- _GIVEN TEXT_
I mentioned on Twitter that I’d recently had cancer surgery, and someone—a Dr Lilly Evans—who responded encouragingly also told me to “accept help you are offered”.
I’m not so great at that.
It’s not that I don’t want help. . . sometimes, but that I have difficulty accepting it. . . sometimes.
When I told my friends in NYC that I had cancer and would be getting surgery, they all asked what they could do, volunteered to take me home. I accepted because I knew I’d be in no shape to get myself home, and insisting I could do Everything myself would have just been dumb.
Also, the clinic was clear that I if I didn’t have someone to pick me up, they wouldn’t perform the surgery. So there’s that.
So I asked my friend C, who lives near me in Brooklyn, to pick me up. She’s one of my oldest New York friends and, as I’d told her, we’ve been drunk together, so she wouldn’t be fazed if I were loopy coming out of the clinic.
Anyway, I’m not sure what more any of them can do. Friends here and elsewhere regularly check in, and C and I have gone on a couple of walks. My parents call and my sister texts to see if I’m all right; it makes it easier that I mostly am.

- _SOURCE MATERIAL_
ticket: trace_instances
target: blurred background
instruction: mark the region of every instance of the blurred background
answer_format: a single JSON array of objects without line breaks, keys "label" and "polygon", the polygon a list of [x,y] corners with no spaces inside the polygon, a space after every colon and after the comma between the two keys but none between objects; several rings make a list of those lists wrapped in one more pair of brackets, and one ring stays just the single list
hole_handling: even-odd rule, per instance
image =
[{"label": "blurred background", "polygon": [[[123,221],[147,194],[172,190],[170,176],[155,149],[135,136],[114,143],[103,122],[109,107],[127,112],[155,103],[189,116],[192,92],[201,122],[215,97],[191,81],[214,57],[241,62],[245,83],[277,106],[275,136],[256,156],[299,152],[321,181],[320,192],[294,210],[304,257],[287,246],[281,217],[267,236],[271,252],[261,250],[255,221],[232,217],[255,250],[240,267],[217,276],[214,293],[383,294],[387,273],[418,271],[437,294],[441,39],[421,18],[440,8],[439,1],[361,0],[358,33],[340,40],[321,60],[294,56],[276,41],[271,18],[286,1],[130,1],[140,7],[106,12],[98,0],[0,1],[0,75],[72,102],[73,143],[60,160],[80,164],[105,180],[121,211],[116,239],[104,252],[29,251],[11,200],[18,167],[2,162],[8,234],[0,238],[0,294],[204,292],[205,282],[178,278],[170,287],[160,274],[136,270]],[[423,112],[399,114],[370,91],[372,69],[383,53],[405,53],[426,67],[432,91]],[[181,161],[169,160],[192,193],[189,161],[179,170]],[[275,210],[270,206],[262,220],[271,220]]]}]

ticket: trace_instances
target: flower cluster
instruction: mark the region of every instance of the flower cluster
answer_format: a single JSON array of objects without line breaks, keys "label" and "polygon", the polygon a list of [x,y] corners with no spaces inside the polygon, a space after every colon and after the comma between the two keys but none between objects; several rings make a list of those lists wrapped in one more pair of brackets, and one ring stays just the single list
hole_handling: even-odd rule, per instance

- _TASK DIRECTIONS_
In the cancer surgery post, whom did the writer ask for a ride home from the clinic? None of the material matters here.

- _EXERCISE RESPONSE_
C, a friend who lives near the writer in Brooklyn.